- _Set task_: Please reproduce each of the rows below character for character, in the same order.

+++ Records supplied +++

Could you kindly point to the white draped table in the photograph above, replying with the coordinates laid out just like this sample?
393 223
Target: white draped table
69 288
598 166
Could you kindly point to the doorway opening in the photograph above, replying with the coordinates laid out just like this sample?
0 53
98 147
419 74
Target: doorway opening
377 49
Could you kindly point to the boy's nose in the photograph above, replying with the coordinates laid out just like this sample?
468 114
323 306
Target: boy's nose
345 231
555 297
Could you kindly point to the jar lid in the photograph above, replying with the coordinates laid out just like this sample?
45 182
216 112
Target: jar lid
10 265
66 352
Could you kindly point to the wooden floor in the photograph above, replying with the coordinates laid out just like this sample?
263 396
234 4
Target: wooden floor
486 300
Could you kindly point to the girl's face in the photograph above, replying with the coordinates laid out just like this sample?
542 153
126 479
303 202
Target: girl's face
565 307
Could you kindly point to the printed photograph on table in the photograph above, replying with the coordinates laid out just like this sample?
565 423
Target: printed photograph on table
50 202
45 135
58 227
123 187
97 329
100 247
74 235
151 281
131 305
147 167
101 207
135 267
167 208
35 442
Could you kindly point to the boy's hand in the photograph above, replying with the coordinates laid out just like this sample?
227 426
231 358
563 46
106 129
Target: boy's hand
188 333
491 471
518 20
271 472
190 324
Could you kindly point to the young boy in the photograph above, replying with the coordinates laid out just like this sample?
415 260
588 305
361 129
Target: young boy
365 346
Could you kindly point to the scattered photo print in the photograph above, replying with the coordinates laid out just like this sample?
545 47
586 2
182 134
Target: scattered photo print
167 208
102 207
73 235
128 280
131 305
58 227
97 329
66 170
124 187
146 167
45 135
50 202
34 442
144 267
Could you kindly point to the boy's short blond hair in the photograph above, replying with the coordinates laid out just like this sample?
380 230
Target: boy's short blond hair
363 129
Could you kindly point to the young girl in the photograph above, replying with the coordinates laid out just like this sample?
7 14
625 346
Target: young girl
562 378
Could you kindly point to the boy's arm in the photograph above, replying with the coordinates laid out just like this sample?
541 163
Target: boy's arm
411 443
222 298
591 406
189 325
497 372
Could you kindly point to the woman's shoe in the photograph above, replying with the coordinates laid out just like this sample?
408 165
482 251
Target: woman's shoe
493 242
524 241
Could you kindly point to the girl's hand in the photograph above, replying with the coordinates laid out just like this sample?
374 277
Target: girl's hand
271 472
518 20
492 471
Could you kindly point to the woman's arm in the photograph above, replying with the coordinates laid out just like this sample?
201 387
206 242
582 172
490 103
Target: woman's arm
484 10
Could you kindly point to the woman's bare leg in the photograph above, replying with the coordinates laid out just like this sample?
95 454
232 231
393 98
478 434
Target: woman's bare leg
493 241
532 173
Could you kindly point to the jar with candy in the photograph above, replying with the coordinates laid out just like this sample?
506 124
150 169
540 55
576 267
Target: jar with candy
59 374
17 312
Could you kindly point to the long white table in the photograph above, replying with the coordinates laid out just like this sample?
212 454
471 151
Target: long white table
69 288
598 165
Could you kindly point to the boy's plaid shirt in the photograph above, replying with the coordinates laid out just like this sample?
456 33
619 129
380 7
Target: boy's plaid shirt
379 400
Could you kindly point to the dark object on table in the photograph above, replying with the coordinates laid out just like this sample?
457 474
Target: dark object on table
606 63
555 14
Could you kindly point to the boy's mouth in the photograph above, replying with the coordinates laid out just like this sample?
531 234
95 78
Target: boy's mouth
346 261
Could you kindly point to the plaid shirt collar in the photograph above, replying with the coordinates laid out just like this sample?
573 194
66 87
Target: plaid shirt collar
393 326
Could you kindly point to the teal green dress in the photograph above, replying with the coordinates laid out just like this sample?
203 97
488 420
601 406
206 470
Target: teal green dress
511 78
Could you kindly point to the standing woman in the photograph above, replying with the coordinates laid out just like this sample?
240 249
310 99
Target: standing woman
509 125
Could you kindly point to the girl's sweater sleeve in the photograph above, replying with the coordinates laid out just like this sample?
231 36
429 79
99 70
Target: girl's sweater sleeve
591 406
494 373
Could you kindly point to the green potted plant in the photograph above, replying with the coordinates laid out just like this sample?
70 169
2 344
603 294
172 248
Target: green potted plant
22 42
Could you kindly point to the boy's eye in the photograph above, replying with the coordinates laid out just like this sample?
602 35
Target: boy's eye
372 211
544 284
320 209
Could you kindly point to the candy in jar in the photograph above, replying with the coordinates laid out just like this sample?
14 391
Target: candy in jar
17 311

+++

- _Task result_:
Could you kindly point to the white draped table in the photograph above, replying with the coordinates laid out just like this sample?
393 223
Target: white draped table
69 288
598 166
Could you kindly point to the doorway opening in the photograph above, replying with the coordinates laid out just like this sample?
0 53
98 147
419 74
Target: doorway opening
377 49
Could you kindly point to the boy's nose in the photograph above, replying with the coordinates laid out just like this sample?
468 114
323 306
Target: boy's nose
345 231
555 297
Could you kindly point to the jar lid in the photograph above, replying with the coordinates laid out just like this sample?
45 182
216 112
Target: jar lid
10 265
66 352
Could you kindly point to the wooden floor in the photograph above, replying with the coordinates laid out just like this sample?
263 396
234 4
Target: wooden floor
486 300
Could you kindly point to the girl's face in the photograph above, replying with the coordinates laid out just like this sample?
542 153
126 479
303 202
Target: girl's face
565 307
Could you kindly point to the printed photograph on table in the photograph above, replying with the coordinates laid out just like this sample?
565 423
Target: printed photograph on table
50 202
45 135
58 227
123 187
97 329
100 247
74 235
151 281
131 305
147 167
101 207
135 267
167 208
35 442
Could you kindly point to the boy's hand in the photograph above, replying with the coordinates laid out just like this sample?
227 426
231 358
563 46
106 129
Target: boy's hand
188 333
491 471
518 20
271 472
190 324
Could you kindly point to the young boy in the photograph above, replying with the coordinates laid out just like this sample?
415 260
588 305
361 129
Target: young boy
365 346
Could you kindly point to the scattered photo print in the photograph above, replying with the coordinates laid out just like this sample?
545 47
586 2
182 134
Target: scattered photo print
167 208
102 207
73 235
128 280
131 305
58 227
97 329
66 170
124 187
146 167
45 135
50 202
34 442
144 267
Could you kindly point to the boy's short blond hair in the photograph above, replying with the coordinates laid out just like this sample?
380 230
Target: boy's short blond hair
363 129
Could you kindly point to the young girl in the photograph above, replying with the coordinates laid out just like this sample?
7 14
625 346
Target: young girl
562 378
Could you kindly point to the boy's arm in the photograph above, replying with the coordinates laid out just like this sample?
541 163
Target: boy's arm
411 443
222 298
591 406
189 325
497 372
Could you kindly point to the woman's shoe in the photograph above, replying with the coordinates laid out just like this sample?
408 165
482 251
Target: woman's shoe
493 242
524 241
Could you kindly point to the girl's hand in the photograph above, replying with the coordinates laid out just like this sample?
374 277
Target: girl's hand
271 472
518 20
492 471
Could you kindly point to the woman's arm in the photograph above, replying with the coordinates laid out just like this sample?
201 387
206 242
582 172
490 103
Target: woman's arm
484 10
Could you kindly point to the woman's bare leg in the photograph above, replying with the coordinates laid out just like this sample?
95 454
232 231
393 98
478 434
Target: woman's bare leg
493 241
532 173
Could you kindly point to the jar with candy in the photograph above, replying with the coordinates laid out just like this sample?
506 124
150 169
540 55
576 267
Target: jar with candy
59 374
17 312
Could you kindly point to the long white table in the photograph above, replying with the coordinates laid out just like this sample?
212 454
471 151
Target: long white table
69 288
598 165
Could you kindly point to the boy's plaid shirt in the photograph above, replying with the coordinates laid out just like this sample?
456 33
619 129
380 7
Target: boy's plaid shirt
379 400
Could you kindly point to the dark object on table in the photograph above, replying with the coordinates laid out just like this sample?
457 474
Target: dark object on table
606 63
555 14
Could you kindly point to the boy's mouth in the photograph above, replying with the coordinates laid out just like this sample?
531 234
95 78
Target: boy's mouth
346 261
Could you kindly point to the plaid shirt collar in the photograph above, replying with the coordinates laid out just like this sample?
573 194
66 87
Target: plaid shirt collar
393 326
Could you kindly point to the teal green dress in the photograph above, replying with the coordinates laid out just like this sample?
203 97
488 420
601 406
206 470
Target: teal green dress
511 78
Could you kindly point to the standing woman in the photograph above, replying with the coordinates laid out just like this sample?
240 249
310 99
Target: standing woman
509 125
Could you kindly point to the girl's sweater sleeve in the photograph above, replying with the coordinates laid out just like this sample?
231 36
429 79
99 70
Target: girl's sweater sleeve
591 406
494 373
Could you kindly point to the green potted plant in the photograph above, replying with the coordinates laid out just like this sample?
70 169
2 344
603 294
172 248
Target: green potted plant
22 42
Could you kindly point to the boy's eye in the photograph above, replying with the coordinates laid out just like this sample?
602 35
Target: boy's eye
372 211
544 284
320 209
Could you kindly point to the candy in jar in the photograph above, replying with the coordinates laid out just like this sample?
14 391
Target: candy in jar
17 311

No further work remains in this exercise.